Reproduce the listing below verbatim, from the line with "Outline every instance of the handlebar grip." up to and including the final line of the listing. Leave the pictures out.

_RAW RECORDS_.
........
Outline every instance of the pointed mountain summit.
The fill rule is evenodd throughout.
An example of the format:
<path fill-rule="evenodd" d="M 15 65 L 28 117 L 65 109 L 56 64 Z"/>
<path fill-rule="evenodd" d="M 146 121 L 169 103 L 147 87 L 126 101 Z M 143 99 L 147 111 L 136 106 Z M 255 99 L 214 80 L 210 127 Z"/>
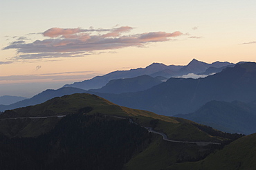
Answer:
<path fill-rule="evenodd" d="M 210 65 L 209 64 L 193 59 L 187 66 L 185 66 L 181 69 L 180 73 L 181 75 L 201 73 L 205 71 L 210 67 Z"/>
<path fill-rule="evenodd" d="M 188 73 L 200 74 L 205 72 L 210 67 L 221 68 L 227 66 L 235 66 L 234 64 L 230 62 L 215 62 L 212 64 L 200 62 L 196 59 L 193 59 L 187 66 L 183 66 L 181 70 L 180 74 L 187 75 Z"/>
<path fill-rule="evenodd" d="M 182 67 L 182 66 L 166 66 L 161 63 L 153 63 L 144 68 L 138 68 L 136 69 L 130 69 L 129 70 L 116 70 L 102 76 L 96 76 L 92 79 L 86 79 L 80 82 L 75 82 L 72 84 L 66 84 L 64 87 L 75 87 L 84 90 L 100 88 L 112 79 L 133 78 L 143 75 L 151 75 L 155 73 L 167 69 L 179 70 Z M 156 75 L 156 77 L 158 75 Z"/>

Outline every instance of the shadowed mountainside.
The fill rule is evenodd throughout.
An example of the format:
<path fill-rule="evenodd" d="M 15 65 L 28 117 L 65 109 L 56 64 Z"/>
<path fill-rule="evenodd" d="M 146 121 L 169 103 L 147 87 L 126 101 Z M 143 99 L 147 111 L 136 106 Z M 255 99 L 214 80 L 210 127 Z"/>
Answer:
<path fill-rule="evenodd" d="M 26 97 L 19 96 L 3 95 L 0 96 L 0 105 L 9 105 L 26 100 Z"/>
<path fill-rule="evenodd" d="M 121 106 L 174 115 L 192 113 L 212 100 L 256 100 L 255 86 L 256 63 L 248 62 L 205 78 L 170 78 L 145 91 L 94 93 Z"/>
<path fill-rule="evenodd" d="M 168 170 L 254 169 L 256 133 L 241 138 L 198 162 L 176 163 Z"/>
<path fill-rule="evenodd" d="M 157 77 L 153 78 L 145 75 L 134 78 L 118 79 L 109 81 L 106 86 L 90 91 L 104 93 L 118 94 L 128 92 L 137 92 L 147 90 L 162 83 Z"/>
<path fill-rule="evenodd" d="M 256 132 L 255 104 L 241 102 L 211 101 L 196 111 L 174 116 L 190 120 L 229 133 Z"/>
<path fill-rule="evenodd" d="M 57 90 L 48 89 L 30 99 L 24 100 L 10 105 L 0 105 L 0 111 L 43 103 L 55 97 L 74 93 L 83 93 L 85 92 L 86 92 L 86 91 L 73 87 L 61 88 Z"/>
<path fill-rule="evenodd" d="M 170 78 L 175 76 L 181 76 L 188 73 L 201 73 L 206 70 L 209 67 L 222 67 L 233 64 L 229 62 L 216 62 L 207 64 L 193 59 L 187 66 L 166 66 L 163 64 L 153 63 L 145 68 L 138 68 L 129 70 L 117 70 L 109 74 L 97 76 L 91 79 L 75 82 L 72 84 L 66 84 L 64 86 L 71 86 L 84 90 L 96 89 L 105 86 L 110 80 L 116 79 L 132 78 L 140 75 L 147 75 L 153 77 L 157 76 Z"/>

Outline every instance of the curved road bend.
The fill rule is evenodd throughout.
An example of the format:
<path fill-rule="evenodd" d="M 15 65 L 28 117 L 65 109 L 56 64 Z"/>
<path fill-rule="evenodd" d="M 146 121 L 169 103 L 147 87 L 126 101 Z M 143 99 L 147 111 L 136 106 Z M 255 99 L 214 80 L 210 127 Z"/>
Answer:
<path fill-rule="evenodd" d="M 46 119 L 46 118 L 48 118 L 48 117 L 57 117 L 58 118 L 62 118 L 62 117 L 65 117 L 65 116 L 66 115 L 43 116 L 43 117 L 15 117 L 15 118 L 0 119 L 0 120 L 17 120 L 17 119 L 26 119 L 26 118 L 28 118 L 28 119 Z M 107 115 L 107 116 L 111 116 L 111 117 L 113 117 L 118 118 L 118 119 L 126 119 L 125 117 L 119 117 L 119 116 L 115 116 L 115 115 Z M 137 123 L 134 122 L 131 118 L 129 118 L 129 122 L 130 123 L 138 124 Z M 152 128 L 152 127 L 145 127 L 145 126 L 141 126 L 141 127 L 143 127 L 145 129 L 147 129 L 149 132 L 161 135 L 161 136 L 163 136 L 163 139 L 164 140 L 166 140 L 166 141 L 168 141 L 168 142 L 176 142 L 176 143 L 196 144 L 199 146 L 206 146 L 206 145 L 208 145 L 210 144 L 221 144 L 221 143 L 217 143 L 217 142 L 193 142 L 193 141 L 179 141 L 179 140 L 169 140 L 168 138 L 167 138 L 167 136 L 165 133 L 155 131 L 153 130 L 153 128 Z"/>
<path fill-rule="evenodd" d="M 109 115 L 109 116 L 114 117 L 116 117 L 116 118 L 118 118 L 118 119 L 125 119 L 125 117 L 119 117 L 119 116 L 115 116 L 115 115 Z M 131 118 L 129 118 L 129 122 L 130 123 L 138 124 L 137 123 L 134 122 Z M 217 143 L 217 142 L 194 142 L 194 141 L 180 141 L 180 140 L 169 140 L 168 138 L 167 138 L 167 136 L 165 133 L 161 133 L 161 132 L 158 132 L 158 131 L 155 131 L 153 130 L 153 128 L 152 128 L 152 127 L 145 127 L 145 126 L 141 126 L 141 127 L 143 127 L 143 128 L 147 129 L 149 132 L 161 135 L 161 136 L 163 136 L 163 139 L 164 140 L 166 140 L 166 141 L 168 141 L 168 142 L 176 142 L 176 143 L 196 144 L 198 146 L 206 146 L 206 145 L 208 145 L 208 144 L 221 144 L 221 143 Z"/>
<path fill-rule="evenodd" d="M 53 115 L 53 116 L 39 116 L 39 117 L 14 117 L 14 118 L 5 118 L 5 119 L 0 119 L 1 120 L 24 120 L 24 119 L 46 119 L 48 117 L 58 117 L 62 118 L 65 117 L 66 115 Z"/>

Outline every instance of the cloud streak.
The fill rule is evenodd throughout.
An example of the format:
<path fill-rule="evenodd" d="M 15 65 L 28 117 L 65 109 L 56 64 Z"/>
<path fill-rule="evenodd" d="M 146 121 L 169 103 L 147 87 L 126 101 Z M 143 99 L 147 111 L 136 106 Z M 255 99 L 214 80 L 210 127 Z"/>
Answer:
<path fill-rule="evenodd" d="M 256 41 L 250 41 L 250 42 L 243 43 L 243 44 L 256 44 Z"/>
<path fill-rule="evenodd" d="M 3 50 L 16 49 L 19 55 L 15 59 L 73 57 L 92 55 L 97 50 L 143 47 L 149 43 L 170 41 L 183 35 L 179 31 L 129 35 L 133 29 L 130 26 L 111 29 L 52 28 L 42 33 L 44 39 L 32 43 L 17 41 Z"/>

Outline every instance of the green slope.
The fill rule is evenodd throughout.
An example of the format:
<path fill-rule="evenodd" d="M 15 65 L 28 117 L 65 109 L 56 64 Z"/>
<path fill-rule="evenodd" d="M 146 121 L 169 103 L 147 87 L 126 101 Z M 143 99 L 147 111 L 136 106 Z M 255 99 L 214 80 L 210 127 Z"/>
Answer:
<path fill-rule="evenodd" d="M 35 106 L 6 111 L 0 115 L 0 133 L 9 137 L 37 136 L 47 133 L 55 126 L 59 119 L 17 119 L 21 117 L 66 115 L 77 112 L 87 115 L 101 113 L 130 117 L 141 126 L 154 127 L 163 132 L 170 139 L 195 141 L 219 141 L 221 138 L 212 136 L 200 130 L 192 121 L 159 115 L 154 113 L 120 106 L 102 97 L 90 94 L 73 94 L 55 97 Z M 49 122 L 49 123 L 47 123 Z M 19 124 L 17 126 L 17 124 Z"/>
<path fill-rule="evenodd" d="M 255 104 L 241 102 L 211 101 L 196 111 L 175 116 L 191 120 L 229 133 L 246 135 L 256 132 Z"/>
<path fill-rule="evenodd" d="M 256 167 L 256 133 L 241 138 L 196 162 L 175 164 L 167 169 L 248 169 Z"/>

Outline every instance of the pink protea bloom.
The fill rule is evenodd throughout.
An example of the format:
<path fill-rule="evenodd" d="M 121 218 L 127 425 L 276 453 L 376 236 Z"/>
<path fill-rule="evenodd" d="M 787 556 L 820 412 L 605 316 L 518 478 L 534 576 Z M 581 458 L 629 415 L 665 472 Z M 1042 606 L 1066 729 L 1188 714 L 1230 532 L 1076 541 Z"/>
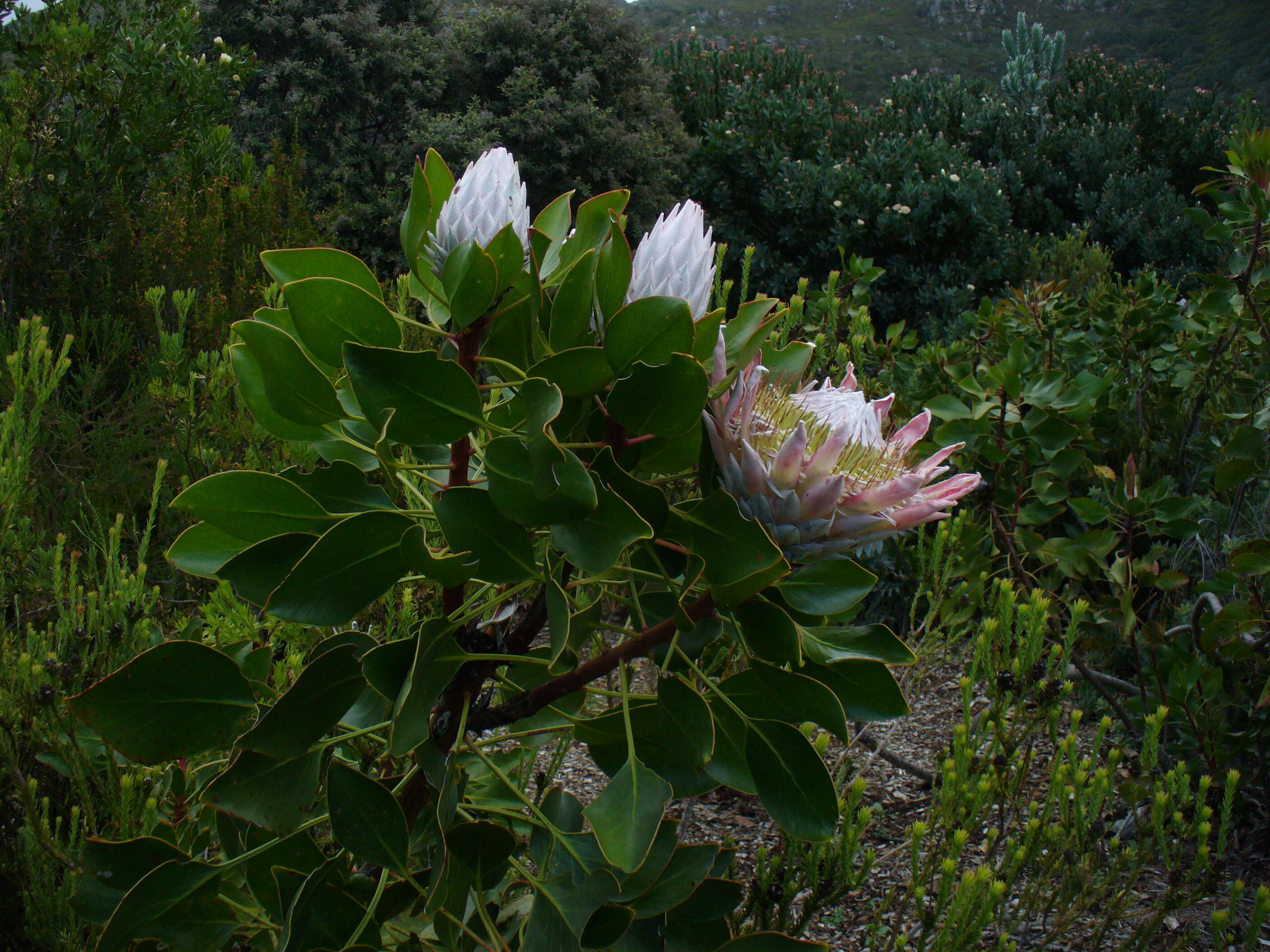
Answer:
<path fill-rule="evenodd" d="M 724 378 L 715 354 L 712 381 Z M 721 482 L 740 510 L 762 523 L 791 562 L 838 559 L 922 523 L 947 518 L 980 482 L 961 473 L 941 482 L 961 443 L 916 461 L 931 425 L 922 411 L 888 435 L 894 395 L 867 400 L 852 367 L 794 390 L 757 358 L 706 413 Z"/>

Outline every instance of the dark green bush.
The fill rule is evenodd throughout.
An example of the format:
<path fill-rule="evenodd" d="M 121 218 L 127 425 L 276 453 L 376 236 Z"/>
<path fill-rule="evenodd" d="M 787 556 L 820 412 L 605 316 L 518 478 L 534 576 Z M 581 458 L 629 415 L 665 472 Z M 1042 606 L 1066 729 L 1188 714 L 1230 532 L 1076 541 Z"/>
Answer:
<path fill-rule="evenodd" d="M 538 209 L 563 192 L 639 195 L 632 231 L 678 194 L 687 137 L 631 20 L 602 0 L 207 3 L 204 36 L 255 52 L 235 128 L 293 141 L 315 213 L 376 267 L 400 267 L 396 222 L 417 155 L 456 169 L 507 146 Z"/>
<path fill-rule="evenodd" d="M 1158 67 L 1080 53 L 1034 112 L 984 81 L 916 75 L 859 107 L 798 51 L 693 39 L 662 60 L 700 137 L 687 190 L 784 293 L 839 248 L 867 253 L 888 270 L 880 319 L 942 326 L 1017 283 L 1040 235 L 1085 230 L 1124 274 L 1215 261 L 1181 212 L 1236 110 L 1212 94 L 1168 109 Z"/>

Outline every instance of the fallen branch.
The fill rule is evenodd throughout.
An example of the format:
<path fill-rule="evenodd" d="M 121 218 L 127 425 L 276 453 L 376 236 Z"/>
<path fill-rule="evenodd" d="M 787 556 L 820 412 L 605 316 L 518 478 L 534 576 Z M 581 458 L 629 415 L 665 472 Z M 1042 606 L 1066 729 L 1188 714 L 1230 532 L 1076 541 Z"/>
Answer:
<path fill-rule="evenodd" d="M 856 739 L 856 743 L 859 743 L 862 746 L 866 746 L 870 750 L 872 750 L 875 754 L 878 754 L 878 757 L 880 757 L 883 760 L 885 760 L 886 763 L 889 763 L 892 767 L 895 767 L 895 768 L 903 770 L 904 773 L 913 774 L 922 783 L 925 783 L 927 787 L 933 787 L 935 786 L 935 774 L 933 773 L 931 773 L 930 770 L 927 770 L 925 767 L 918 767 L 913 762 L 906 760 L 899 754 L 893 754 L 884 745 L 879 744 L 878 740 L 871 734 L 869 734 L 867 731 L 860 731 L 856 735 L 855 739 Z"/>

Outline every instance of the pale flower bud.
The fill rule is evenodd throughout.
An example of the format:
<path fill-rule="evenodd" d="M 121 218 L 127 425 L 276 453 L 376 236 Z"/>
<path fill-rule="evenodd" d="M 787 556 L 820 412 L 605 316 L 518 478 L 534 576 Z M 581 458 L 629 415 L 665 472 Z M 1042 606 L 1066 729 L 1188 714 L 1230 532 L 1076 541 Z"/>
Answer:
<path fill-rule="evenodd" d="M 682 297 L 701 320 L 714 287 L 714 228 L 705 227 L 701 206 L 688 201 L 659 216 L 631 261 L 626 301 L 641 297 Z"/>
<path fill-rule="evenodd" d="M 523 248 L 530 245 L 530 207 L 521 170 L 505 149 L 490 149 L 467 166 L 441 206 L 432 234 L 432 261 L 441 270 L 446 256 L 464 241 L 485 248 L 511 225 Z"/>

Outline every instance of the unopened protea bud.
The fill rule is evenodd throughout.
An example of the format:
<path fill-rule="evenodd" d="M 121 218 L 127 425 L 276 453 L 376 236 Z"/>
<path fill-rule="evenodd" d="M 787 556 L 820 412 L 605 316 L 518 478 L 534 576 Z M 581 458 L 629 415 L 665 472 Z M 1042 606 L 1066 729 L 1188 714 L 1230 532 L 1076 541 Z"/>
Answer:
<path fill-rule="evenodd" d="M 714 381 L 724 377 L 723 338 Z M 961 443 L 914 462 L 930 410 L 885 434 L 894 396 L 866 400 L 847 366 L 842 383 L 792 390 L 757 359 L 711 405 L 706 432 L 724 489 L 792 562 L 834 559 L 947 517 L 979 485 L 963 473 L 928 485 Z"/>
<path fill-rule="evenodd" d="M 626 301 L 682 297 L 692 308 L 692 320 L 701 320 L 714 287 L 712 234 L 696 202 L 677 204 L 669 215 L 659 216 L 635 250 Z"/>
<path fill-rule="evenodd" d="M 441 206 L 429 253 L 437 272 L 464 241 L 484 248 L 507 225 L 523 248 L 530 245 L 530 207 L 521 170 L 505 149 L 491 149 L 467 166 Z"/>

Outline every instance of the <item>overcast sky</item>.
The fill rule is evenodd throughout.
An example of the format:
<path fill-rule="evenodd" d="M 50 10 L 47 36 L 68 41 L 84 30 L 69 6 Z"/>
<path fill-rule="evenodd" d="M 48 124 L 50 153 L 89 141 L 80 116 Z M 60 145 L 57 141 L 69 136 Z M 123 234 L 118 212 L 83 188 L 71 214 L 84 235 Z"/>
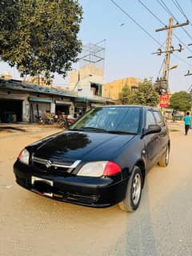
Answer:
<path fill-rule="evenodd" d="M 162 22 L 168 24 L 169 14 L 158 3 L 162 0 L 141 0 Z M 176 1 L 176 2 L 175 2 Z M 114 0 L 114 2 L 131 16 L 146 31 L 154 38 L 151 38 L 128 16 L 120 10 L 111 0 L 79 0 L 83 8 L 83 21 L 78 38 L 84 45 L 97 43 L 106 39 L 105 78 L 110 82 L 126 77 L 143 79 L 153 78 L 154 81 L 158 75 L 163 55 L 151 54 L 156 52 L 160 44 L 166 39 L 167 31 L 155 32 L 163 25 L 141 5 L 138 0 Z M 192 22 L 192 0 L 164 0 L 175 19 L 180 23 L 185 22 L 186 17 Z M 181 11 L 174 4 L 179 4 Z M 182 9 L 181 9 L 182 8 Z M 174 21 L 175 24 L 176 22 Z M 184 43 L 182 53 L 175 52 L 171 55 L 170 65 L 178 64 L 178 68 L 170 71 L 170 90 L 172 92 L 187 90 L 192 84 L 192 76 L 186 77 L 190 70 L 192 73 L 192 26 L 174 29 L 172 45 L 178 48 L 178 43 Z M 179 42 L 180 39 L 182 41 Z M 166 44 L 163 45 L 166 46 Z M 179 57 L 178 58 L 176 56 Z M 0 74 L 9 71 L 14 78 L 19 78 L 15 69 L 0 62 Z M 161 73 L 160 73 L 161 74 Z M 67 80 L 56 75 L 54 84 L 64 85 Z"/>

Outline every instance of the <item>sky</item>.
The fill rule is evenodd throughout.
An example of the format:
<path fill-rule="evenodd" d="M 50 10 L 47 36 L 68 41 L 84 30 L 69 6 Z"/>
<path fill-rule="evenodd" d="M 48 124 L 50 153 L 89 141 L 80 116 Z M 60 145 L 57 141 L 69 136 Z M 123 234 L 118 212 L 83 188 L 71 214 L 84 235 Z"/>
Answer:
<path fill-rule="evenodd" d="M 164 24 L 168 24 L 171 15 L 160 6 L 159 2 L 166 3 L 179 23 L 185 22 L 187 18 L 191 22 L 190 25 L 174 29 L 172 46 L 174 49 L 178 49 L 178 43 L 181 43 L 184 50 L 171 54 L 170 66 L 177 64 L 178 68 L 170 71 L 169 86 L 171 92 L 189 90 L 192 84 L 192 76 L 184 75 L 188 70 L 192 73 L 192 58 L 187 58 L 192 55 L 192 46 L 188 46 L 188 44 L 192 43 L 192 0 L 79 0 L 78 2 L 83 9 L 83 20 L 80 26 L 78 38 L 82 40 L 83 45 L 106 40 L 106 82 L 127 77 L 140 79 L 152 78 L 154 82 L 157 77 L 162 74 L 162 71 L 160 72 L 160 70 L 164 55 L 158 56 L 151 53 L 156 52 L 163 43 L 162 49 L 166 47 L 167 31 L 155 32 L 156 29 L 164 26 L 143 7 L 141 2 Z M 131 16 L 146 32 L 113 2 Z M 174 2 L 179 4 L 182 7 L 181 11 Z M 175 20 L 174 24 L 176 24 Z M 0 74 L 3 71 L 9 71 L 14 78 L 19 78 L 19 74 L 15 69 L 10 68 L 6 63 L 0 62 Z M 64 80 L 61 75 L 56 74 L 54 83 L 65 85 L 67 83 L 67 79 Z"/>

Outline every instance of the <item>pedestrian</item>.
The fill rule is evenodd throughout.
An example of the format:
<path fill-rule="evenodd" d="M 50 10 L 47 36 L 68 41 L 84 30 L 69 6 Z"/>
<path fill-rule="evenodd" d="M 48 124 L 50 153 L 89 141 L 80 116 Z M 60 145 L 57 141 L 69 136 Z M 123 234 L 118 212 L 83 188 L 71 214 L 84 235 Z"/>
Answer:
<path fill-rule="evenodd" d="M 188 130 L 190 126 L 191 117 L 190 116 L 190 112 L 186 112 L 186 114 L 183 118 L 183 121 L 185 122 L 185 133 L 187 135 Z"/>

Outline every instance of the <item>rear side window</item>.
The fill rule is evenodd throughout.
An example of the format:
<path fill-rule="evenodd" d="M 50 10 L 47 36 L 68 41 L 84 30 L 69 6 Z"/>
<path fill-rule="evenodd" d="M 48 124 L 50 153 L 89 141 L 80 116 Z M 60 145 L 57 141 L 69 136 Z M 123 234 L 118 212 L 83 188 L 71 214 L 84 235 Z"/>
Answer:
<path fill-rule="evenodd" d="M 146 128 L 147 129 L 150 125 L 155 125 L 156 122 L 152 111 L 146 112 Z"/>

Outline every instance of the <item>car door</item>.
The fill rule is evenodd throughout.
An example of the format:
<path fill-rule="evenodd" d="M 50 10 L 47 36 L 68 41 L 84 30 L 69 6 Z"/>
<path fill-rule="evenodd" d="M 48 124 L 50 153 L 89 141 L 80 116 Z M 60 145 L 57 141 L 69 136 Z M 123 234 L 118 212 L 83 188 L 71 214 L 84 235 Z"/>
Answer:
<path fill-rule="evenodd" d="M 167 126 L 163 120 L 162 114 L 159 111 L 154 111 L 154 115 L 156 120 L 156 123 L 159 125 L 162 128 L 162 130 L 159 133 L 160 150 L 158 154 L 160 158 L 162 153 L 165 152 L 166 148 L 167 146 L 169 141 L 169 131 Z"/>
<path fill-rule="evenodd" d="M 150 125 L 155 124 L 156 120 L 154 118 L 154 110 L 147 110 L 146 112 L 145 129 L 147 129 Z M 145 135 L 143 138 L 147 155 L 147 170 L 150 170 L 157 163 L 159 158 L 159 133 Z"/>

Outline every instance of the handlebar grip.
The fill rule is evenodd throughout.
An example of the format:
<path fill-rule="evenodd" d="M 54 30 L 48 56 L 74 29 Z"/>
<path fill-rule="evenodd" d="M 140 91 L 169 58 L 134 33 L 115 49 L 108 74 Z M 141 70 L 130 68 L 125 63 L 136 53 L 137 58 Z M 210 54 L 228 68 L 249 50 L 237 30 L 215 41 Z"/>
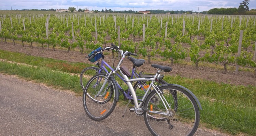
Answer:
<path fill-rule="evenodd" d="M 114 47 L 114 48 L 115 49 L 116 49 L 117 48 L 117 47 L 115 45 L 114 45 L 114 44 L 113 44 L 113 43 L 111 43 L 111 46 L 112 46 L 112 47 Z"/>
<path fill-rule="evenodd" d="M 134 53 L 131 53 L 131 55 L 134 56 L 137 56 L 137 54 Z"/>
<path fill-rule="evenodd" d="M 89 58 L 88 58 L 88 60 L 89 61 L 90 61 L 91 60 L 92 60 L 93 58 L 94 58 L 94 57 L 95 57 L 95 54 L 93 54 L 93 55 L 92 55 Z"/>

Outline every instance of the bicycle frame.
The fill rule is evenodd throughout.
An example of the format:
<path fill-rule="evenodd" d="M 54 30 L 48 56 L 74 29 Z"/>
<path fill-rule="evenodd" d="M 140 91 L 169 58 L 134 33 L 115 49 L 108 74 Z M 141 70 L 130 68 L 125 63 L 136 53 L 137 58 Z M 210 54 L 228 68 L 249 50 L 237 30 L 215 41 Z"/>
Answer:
........
_ANSWER FOR THE TASK_.
Outline every instance of the handlebar grip.
The fill rule is evenodd throughout.
An example of the format:
<path fill-rule="evenodd" d="M 54 30 L 48 56 L 74 29 Z"/>
<path fill-rule="evenodd" d="M 140 91 L 169 58 L 134 33 L 115 49 L 108 74 Z M 141 70 L 130 68 L 125 63 L 136 53 L 137 58 Z M 210 54 L 228 68 L 249 50 L 237 30 L 215 41 Z"/>
Answer:
<path fill-rule="evenodd" d="M 114 47 L 114 48 L 115 49 L 116 49 L 117 48 L 117 47 L 115 45 L 114 45 L 114 44 L 113 44 L 113 43 L 111 43 L 111 46 L 112 46 L 112 47 Z"/>
<path fill-rule="evenodd" d="M 134 53 L 131 53 L 131 55 L 134 56 L 137 56 L 137 54 Z"/>
<path fill-rule="evenodd" d="M 89 58 L 88 58 L 88 60 L 89 61 L 90 61 L 91 60 L 92 60 L 93 58 L 94 58 L 94 57 L 95 57 L 95 54 L 93 54 L 93 55 L 92 55 Z"/>

Outline every instance of the bicycle frame.
The fill rule is evenodd throughout.
An example of the format:
<path fill-rule="evenodd" d="M 54 30 L 48 56 L 74 29 Z"/>
<path fill-rule="evenodd" d="M 140 91 L 169 58 L 134 33 L 115 49 L 108 74 Z M 141 70 L 130 68 L 125 63 L 136 53 L 137 58 Z M 210 54 L 228 68 L 249 50 L 237 30 L 215 41 Z"/>
Answer:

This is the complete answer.